Brief:
Could the whole of the data below be written out verbatim?

(Records from a data collection)

%%

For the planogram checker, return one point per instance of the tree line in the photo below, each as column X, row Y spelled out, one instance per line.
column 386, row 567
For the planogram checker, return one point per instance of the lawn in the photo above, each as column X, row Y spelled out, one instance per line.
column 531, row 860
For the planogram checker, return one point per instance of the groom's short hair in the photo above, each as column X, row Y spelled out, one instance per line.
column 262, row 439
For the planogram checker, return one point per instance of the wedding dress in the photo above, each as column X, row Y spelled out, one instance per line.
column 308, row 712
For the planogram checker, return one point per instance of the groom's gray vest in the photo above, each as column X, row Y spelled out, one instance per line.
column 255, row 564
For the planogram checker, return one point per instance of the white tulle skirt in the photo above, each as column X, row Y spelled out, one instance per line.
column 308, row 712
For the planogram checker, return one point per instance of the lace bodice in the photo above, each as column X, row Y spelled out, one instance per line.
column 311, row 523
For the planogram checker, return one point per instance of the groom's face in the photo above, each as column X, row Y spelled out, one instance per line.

%%

Result:
For the planogram checker, return one point per instance of the tree line in the photo below, each as column X, row Y spelled out, one instance per line.
column 386, row 567
For the planogram checker, return one point per instance of the lawn in the photo above, each as column X, row Y spelled out, one instance per line.
column 531, row 860
For the planogram checker, return one point per instance of the groom's short hair in the photo above, each as column X, row Y spelled out, one instance per line.
column 262, row 439
For the planogram checker, return one point per instance of the wedding dress in the photo above, each as column X, row Y spelled out, one instance per line.
column 308, row 712
For the planogram checker, return one point per instance of the groom's gray vest in the photo above, each as column X, row Y spelled out, one instance per line.
column 255, row 564
For the planogram checker, return one point per instance of the white tulle skirt in the photo above, each as column X, row Y spelled out, one instance per line.
column 308, row 712
For the planogram checker, return one point per instance of the lace bodice in the photo above, each as column X, row Y spelled out, one instance per line.
column 311, row 523
For the planogram checker, return one point per instance of the groom's face in the photo above, each as column X, row Y spelled out, one instance per line.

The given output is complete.